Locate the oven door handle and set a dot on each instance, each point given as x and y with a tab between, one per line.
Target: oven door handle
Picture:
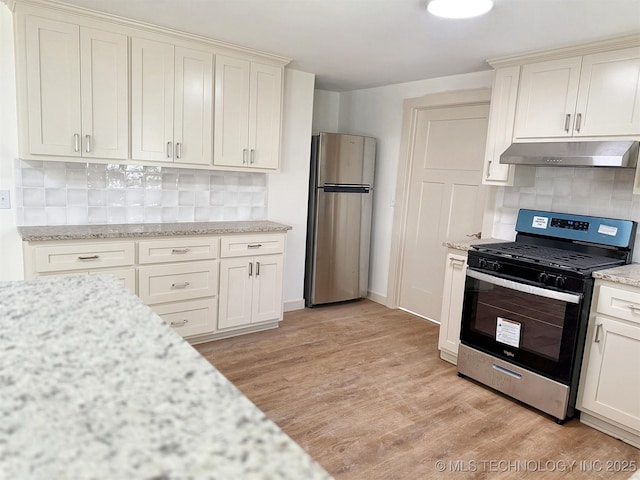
523	287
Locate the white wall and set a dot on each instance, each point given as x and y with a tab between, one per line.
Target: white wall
377	112
10	243
287	190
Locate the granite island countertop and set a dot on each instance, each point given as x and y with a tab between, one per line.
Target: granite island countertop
626	274
96	386
131	230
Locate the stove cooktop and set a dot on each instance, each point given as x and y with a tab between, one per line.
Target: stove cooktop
549	256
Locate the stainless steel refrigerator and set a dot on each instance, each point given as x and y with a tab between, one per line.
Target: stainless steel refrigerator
339	222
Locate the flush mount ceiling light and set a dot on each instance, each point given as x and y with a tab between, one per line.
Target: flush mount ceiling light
459	8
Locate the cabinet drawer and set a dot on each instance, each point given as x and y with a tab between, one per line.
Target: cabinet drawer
177	281
58	258
620	303
251	245
126	275
192	317
177	249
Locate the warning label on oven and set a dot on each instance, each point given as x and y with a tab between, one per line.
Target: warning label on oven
508	332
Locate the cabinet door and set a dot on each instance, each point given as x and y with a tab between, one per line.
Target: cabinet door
500	131
452	299
264	116
105	94
267	288
53	87
609	95
236	286
152	82
193	134
547	99
231	112
612	382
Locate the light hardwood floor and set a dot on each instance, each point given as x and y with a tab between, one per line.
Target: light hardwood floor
362	389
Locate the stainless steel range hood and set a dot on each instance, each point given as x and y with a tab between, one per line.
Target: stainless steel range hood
573	154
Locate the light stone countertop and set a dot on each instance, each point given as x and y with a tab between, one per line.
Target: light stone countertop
81	232
465	245
626	274
96	386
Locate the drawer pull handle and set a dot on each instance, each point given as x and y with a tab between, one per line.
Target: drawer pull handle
598	332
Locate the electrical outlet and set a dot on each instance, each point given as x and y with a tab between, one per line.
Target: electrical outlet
5	199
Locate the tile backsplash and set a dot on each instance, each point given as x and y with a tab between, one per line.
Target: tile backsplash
601	192
65	193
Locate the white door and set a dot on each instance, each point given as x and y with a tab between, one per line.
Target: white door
264	115
236	289
193	107
53	87
152	82
547	99
105	94
267	288
609	95
231	124
446	198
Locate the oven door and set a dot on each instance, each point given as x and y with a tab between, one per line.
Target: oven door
530	326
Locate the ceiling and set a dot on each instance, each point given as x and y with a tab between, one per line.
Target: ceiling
354	44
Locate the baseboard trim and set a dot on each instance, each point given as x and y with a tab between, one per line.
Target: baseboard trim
292	305
376	297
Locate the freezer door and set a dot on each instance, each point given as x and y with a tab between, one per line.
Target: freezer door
341	250
345	159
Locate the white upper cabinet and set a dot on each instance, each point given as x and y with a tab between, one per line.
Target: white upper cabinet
248	106
77	91
588	96
171	103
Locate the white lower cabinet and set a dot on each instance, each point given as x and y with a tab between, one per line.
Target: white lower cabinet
609	393
452	299
251	285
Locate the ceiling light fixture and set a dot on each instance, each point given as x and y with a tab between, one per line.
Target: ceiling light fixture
459	8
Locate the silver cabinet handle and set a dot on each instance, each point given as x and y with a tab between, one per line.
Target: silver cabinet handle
598	332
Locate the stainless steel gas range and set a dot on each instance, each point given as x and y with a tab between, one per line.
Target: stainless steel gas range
526	305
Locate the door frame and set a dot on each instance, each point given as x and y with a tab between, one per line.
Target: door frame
458	98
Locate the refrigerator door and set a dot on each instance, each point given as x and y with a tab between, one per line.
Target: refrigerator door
341	247
345	159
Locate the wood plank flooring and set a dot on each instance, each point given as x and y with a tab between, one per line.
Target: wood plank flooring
362	389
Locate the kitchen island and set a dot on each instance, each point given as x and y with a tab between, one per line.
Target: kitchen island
96	386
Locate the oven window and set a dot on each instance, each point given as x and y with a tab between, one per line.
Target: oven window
521	320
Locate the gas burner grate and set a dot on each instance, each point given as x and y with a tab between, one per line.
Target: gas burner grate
556	257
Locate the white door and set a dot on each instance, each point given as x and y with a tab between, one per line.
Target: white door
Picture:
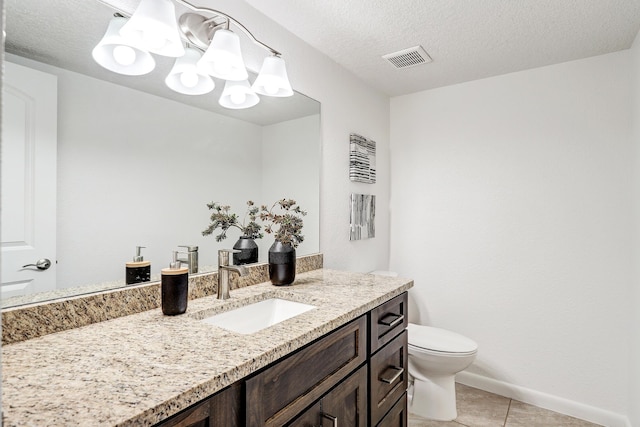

Exercise objective:
Take exactly the lines from the one containing "Locate the stainless steel gas" through the one containing "Locate the kitchen" in the data above, and output them with nothing added.

Answer below:
Locate the stainless steel gas range and set a dot on each instance, each point given as x and y with a tab between, one per line.
Target: stainless steel gas range
526	305
Locate the door frame and set a dot on each instance, each point given as x and y with a tab between, one per line.
Target: door frame
458	98
Locate the refrigerator door and set a dot on each instance, each point given as x and y with a tab between, one per line.
Target: refrigerator door
341	247
345	159
Locate the wood plank flooring and set a dot on each instance, each point given as x and y with a tab between, one per line.
Target: wood plank flooring
362	389
Locate the kitchen island and set a dot on each instance, each point given as x and y with a tab between, one per line.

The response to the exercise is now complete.